== Task statement ==
Below are the entries; output exactly the lines from the one containing "Trace the outline of every instance of the field" through the final line, inclusive.
Data to use Start Marker
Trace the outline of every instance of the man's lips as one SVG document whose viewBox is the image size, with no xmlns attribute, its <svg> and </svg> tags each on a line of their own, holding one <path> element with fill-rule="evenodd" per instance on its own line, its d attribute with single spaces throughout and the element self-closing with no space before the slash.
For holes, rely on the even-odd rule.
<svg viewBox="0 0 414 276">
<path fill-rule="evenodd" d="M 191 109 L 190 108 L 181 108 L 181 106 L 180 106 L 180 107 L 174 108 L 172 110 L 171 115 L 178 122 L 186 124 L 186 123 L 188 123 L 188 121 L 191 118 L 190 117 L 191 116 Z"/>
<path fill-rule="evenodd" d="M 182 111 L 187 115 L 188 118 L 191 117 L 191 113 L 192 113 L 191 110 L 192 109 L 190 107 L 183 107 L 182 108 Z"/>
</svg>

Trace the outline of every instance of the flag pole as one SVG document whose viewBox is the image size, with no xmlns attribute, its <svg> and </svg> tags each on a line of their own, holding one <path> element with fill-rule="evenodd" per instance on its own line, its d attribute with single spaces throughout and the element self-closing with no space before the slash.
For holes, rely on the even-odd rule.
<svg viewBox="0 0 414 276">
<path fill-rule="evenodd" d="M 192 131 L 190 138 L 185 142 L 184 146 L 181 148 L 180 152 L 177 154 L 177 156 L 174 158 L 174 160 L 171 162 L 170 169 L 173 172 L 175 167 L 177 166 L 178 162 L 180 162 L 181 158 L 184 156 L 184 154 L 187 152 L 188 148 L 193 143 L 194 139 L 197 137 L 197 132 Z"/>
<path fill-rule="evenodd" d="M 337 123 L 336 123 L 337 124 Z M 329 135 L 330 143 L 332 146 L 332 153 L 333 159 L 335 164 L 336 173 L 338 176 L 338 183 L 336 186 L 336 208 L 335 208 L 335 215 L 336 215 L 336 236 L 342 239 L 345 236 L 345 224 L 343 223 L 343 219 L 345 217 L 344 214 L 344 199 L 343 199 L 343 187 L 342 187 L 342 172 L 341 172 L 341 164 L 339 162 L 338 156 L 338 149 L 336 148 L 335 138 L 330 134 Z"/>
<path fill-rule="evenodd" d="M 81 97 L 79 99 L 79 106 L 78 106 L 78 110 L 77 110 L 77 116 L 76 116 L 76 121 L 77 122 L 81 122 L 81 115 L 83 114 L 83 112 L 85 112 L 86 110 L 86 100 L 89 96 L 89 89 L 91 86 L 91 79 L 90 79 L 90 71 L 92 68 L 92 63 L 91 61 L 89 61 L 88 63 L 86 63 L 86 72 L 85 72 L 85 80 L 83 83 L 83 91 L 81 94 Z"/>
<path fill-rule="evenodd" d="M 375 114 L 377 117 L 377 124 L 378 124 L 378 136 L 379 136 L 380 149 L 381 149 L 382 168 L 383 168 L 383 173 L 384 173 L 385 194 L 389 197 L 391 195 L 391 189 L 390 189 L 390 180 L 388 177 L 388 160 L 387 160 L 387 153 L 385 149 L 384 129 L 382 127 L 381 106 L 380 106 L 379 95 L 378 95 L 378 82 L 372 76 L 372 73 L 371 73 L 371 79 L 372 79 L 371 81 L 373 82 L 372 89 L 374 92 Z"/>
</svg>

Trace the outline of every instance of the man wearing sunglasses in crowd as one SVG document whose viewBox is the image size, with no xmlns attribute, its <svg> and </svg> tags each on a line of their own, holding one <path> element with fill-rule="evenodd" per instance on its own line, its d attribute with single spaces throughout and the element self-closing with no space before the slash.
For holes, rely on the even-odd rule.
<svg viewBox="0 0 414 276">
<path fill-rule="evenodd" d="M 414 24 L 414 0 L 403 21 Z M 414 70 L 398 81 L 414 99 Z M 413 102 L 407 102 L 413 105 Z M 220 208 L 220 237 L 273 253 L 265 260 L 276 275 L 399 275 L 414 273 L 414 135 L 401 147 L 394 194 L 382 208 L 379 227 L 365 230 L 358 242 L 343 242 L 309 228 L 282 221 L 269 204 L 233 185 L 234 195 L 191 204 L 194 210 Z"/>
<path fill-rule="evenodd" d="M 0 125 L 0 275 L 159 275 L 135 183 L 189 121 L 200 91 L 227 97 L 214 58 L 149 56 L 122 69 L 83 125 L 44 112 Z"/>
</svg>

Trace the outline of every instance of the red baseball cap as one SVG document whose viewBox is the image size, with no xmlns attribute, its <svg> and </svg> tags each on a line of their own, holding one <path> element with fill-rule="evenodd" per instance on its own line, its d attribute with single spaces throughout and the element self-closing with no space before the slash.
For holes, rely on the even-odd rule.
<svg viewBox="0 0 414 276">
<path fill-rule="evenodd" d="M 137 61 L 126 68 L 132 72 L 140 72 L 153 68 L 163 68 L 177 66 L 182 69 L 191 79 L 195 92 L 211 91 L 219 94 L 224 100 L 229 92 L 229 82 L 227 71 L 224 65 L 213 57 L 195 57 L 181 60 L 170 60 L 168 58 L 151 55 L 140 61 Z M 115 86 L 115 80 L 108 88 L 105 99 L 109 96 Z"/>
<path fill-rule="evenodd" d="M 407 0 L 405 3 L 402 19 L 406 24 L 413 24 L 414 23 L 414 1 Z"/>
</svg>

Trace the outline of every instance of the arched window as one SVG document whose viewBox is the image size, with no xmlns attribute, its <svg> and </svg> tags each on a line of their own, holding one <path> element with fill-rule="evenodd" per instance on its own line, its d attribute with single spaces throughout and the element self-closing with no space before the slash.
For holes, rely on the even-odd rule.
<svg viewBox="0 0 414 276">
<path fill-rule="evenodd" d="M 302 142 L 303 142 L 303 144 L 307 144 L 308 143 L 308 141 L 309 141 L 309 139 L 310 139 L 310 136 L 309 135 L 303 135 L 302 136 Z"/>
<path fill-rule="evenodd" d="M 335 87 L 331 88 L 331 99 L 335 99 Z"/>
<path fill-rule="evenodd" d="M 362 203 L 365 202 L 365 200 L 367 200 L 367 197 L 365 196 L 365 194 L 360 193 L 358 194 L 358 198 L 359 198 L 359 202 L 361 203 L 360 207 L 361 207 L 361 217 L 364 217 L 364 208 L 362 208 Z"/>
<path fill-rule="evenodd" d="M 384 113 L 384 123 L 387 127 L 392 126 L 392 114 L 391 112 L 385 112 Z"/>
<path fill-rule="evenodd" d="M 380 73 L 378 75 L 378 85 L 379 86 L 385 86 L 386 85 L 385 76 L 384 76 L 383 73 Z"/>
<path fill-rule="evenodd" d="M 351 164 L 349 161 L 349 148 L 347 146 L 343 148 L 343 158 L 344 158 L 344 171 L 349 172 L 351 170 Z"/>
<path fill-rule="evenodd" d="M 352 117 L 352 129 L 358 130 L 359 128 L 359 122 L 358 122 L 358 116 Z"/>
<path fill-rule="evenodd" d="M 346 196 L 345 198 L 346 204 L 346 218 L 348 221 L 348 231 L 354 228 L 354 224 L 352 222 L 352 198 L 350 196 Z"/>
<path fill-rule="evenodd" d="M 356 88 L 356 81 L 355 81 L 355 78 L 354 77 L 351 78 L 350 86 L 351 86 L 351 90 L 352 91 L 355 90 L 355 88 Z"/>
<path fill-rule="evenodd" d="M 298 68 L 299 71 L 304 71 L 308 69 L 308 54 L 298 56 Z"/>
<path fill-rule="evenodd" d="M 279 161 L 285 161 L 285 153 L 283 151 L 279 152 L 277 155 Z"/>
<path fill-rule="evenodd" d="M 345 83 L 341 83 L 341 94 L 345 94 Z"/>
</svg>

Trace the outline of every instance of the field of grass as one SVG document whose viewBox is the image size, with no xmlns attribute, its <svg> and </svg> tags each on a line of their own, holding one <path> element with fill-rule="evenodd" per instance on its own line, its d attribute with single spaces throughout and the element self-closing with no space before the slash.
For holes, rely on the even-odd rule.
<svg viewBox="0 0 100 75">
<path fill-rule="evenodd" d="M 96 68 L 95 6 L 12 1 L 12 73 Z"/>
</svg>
Data to use End Marker
== Result of this exercise ==
Trace the outline of every instance of the field of grass as one SVG document whose viewBox is the image size, with no xmlns attribute, its <svg> and </svg> tags each on a line of their own, holding one <path> element with fill-rule="evenodd" per instance on its own line, its d attribute with single spaces throughout and the element self-closing with no space before the slash.
For holes, rely on the even-odd rule.
<svg viewBox="0 0 100 75">
<path fill-rule="evenodd" d="M 96 68 L 95 6 L 12 1 L 12 73 Z"/>
</svg>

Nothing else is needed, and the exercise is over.